Once the pictures are set aside, copy the records below exactly as they stand.

- Data shown:
▼

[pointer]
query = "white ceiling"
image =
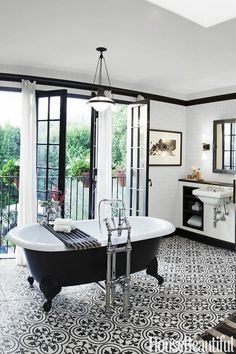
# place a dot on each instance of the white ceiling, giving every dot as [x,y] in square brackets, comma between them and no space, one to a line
[148,47]
[206,13]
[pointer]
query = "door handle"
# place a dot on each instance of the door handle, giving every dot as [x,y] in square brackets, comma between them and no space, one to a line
[234,191]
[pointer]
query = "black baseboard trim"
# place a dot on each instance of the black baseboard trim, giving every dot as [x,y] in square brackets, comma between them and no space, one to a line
[205,239]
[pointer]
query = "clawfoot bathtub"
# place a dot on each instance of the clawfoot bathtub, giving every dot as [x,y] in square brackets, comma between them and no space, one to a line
[53,265]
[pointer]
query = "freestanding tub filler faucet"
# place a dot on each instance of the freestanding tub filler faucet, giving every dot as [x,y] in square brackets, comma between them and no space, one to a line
[112,250]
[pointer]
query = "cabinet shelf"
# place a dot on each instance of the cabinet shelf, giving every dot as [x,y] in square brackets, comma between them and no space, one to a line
[195,212]
[197,215]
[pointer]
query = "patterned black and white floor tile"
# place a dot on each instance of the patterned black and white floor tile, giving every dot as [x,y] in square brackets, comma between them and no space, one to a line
[198,292]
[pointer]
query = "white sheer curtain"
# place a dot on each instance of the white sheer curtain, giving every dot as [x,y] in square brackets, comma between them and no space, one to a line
[104,149]
[27,190]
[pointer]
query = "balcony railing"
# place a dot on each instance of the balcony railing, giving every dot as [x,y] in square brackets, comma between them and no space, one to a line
[76,203]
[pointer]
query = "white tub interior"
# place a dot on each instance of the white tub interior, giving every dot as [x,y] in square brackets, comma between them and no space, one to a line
[36,237]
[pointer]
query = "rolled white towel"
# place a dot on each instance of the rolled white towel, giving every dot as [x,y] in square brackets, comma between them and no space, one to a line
[62,228]
[73,224]
[60,221]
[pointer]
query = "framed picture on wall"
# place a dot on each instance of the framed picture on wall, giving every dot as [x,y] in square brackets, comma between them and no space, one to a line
[165,148]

▲

- Your response:
[pointer]
query = "white ceiling"
image =
# place a dot on each instance of the white ceiling, giving every dot as [x,y] in square brackets, comma between them and no space, one to a line
[148,47]
[206,13]
[pointer]
query = "door handle"
# place a dot on each instance of the door handle, giving every dot as [x,y] in square brackets, comma between them and no space, one to a line
[234,191]
[pointer]
query = "black baseboard trim"
# place a dot on each instance of the black baseboard trim, giving every dot as [x,y] in square brackets, comma between them and no space, one to a line
[205,239]
[pointer]
query = "clawfoot bathtub"
# place a dot on each instance of the clawfoot bathtub, giving every dot as [x,y] in square brackets, comma between them and no space, one to a line
[53,265]
[pointer]
query = "freestanding tub filler faucet"
# place a dot on each instance of the freestanding tub filler faucet, giving every dot as [x,y] in square brackets, comma between them and no space, one to a line
[112,250]
[pointer]
query = "cabinet shelf"
# place a dot on each instance of the cabinet shelf, giving every dot as [x,y] in square brackets, comma between them and no space, one to a line
[195,212]
[197,215]
[pointer]
query = "patterned black and white floor tile"
# place a dot on each instance of the patterned black and white floor tile, giving every dot as [x,y] in square brackets, comma between them and no space, one to a line
[198,292]
[pointer]
query = "white sheer curtain"
# place a dot on each instance of the white sheer curtain, giving every dot as [x,y] in square brackets, comma between them and no space, one to a line
[104,149]
[27,190]
[pointer]
query = "balcony railing"
# place a dot on each instance of the balcony railing, giving every dot as [x,y] in square brackets, comma between them and no space, one to a line
[76,203]
[pointer]
query = "white tub interior"
# place a dot on each instance of the white tub interior, giving every dot as [x,y] in square brackets, comma between them and no space, one to a line
[36,237]
[pointer]
query = "rolled white towel"
# place a dot on each instance of the rolled white towel, giving every dot as [x,y] in square brackets, comma between them and no space, one to a line
[62,228]
[73,224]
[60,221]
[pointer]
query = "framed picture on wall"
# place a dot on each instance of the framed picture on wall, giving every dot as [x,y] in square brackets, comma between them and no space, one to a line
[165,148]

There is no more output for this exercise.